Short task:
Reproduce the entries below word for word, but leave out the pictures.

Given records:
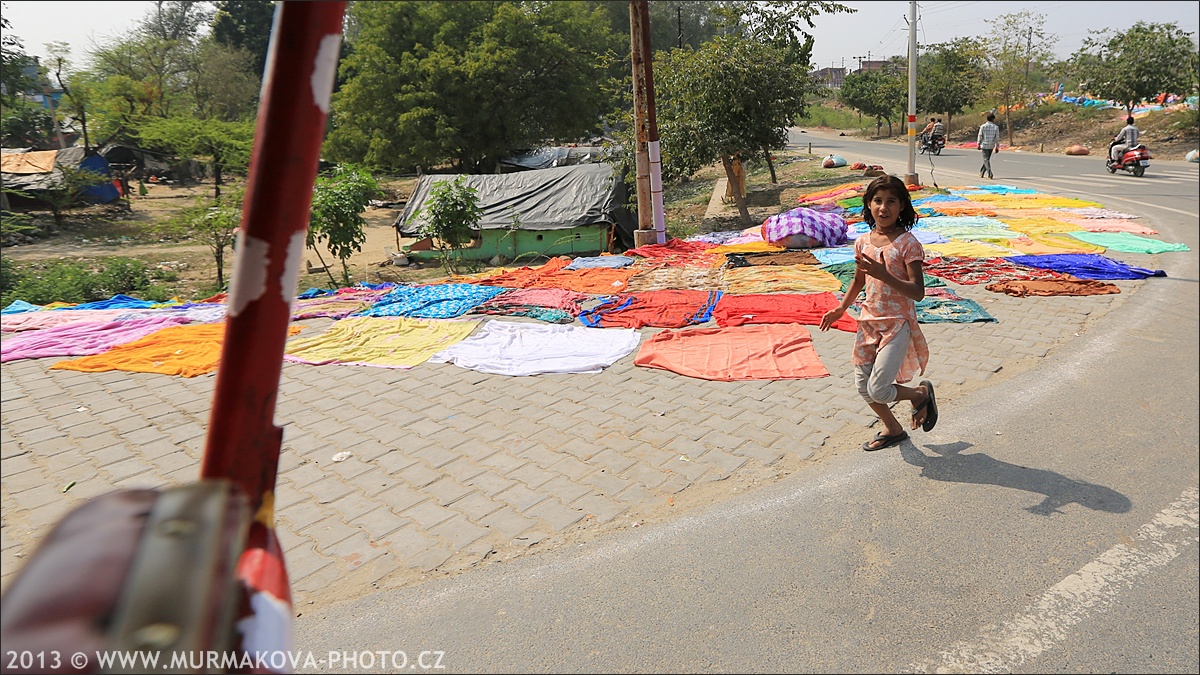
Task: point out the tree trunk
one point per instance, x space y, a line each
737 193
771 165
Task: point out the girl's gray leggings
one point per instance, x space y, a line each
876 382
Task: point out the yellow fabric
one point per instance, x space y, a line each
967 250
187 350
1038 225
382 341
1030 201
779 279
749 248
1053 243
41 161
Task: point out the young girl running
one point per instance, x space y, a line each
889 346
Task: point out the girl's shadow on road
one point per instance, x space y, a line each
977 467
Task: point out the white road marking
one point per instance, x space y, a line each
1089 591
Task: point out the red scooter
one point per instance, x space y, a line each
1134 160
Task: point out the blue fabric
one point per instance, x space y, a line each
21 306
1087 266
442 300
115 303
833 256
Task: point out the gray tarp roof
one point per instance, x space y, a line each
553 198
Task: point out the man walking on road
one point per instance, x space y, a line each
989 142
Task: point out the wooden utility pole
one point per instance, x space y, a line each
651 221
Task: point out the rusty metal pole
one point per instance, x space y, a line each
654 155
639 17
243 443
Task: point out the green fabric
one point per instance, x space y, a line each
845 273
1128 243
945 310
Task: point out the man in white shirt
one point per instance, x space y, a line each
989 142
1126 138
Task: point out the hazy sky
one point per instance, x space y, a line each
879 28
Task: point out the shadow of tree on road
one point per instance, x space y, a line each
951 465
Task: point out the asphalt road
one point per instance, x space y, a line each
1048 525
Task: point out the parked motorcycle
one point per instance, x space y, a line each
931 144
1134 160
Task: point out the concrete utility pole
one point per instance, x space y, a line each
911 177
651 219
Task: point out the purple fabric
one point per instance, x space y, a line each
82 338
828 228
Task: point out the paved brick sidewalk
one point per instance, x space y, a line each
449 466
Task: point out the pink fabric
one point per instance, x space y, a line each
886 310
82 338
827 228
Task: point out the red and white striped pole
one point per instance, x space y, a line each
244 442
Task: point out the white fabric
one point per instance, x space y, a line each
505 347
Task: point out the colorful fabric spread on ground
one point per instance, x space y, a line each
765 351
379 341
526 348
178 350
738 299
781 308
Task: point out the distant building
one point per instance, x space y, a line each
829 77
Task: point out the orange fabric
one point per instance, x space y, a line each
180 350
766 351
1066 286
780 308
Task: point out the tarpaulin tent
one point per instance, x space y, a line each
583 197
33 172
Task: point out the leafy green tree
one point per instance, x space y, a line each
429 83
451 217
881 94
729 99
226 143
25 124
949 77
1017 43
336 216
1144 61
13 63
245 24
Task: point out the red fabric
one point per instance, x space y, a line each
768 351
780 308
663 309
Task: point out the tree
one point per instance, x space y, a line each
1017 43
211 221
453 217
948 78
1144 61
729 99
881 94
13 64
245 24
226 143
429 83
336 216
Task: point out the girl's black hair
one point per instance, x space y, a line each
907 219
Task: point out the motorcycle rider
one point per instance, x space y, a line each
939 131
1125 139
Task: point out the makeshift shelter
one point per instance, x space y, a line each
556 156
565 210
33 172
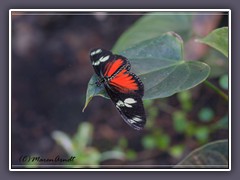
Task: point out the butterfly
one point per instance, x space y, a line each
124 88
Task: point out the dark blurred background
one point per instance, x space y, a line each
50 73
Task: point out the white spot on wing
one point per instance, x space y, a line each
129 101
96 52
120 103
103 59
137 119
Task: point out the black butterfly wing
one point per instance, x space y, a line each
123 87
130 107
106 64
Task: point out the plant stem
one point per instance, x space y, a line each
217 90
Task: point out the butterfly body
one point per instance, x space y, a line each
123 87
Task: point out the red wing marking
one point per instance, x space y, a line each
112 67
124 82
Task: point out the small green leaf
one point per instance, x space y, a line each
176 151
180 121
163 141
202 134
160 65
206 114
153 25
83 137
211 155
223 81
185 100
222 123
217 39
65 141
148 142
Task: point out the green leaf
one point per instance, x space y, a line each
148 142
206 114
211 155
65 141
180 121
160 65
83 137
223 81
153 25
217 39
177 150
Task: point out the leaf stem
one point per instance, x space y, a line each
217 90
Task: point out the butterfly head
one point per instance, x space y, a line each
99 55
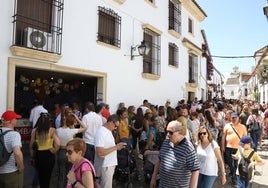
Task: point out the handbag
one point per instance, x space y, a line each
96 184
35 144
253 126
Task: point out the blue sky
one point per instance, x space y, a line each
234 28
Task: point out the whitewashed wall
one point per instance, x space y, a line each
124 81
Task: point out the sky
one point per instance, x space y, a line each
234 28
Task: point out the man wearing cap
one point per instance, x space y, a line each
232 133
177 164
11 173
255 159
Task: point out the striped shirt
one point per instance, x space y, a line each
176 164
11 139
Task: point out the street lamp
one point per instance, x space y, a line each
265 11
143 49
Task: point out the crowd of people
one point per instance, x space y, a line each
195 141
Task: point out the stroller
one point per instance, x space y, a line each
125 165
150 157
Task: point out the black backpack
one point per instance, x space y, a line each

Exercise answer:
Task: point out the tree trunk
one point per instance, x space y, a line each
737 193
771 165
Task: point out the girl's gray leggings
one point per instance, x space y, a line each
876 382
Task: point out the yellow fabric
one point per instance, x space y, a line each
967 250
187 350
1038 225
382 341
1030 201
779 279
749 248
1053 243
41 161
Task: point out the young girl running
one point per instance, x space y, a line each
889 346
Task: point out the girl's shadow on road
one point per instance, x space y, a line each
977 467
Task: point out the white road marking
one point per instance, x space y, a line each
1089 591
Task: point out the red scooter
one point per instance, x space y, a line each
1134 160
Task: point out the blue fabric
one point per instance, x space y, a line each
21 306
1087 266
442 300
115 303
833 256
Task: point out the gray tarp roof
one point per instance, x space y, a line each
553 198
Task: point out the man walking on road
one point per instance, x space y, a line each
989 142
Task: point out the wooden utility pole
one point per instance, x space y, a line each
651 221
Task: point out the rusty metal pole
one point per instance, x space y, a line each
654 155
639 17
243 443
Task: point out the green fabric
one point per instance, x space y, a line each
845 273
1128 243
945 310
Task: point out the man in white shirt
one point per instance, x space y, a line each
989 142
1126 138
Task: point out the hazy sky
one point per instance, x space y, a line each
879 28
Task: point out the shadow of tree on road
one point per instance, x space y, a line each
951 465
Task: point out the asphalt road
one point per instance, x space y, a line each
1048 525
Task: point out the parked motorcycle
one point per instance, x space y, a line each
931 144
1134 160
Task: point out the concrete utility pole
one point per instance, x space y, a line each
911 177
651 219
Task: point out the purple fabric
one point per instance, x space y, a line each
82 338
828 228
Task: point out the paved brick sidewalk
one point per instance, x space y, a line each
449 466
Task: point out the pink fabric
one point per instance, x space y, a line each
886 310
82 338
827 228
Task: point out the red and white striped pole
one point per instance, x space y, a line each
244 442
Task: point out the white fabric
one point per instance, x space y, a line each
505 347
Task: point out the colorful fabric spread on ground
one point per instance, x space y, a line each
765 351
379 341
526 348
178 350
738 299
781 308
Task: point out the distant building
one point per instance, x space y, a line each
829 77
Task: point out the orange fabric
one point per instance, x space y, a line each
180 350
766 351
1066 286
780 308
Task: point out the tarpaulin tent
one point per instance, x space y, a line each
583 197
33 172
Task: point out the leafy green tree
one point per instance, x space y, a line each
429 83
451 217
881 94
729 99
226 143
25 124
949 77
1017 43
336 216
1144 61
13 63
245 24
Task: point out the red fabric
one point per instance, x space y, a line each
768 351
780 308
663 309
Task: point out the tree
one point per instance, x space y, a line each
1017 43
211 221
453 217
948 78
1144 61
729 99
881 94
13 64
245 24
226 143
429 83
336 216
Task: point out the girl's black hair
one point per instance, x space y, a line each
907 219
Task: point out the motorcycle rider
one point per instance, x space y, a line each
939 131
1125 139
Task: point out the makeshift shelter
one point per instance, x space y, a line each
556 156
565 210
33 172
Task: point out the butterfly
one point per instance, x space y, a line each
124 88
Task: point out the dark blurred background
one point per instance, x space y, a line each
50 73
Task: point out the white spot on wing
one point per instance, x space y, a line each
129 101
96 52
120 103
103 59
137 119
Task: point out the black butterfly wing
one point per instance, x space y, a line each
123 87
130 107
106 64
Task: point out the plant stem
one point per instance, x space y, a line each
217 90
Task: point out the butterfly body
one point per instance, x space y, a line each
123 87
Task: point out the red wing marking
one point per instance, x space y, a line each
112 67
124 82
Task: point out the small green leaf
one point per instance, x space y, a line each
176 151
180 121
163 141
202 134
160 65
206 114
153 25
83 137
211 155
223 81
185 100
222 123
217 39
65 141
148 142
Task: point out the green leaf
one point per instance, x space y, a line each
148 142
206 114
211 155
65 141
180 121
160 65
83 137
223 81
153 25
217 39
177 150
Task: point out the leaf stem
one point per instance, x space y, a line each
217 90
Task: point out the butterfly head
one point per instance, x space y, a line each
99 55
Task: point out the handbag
one point per instance, x space y, a line each
96 184
35 144
253 126
Task: point out the blue sky
one point per instance, x space y, a line each
234 28
Task: point out the whitewashed wall
one point per instance, x space y, a line each
124 81
Task: point out the sky
one point per instance, x space y, a line each
234 28
Task: point out the man wearing cap
one point per instance, x space y, a line each
232 133
177 164
11 173
255 159
Task: point out the striped shirt
one point per instance, x space y, a line each
176 164
11 139
Task: point out the street lamp
one point per instance, x space y, a line each
265 11
143 49
Task: point out the crowd of people
one point per instance, x space y, a line each
195 141
Task: point out the stroller
one point per instance, x space y, a line each
125 165
150 157
Task: point out the black backpack
one point per instance, x space y, a line each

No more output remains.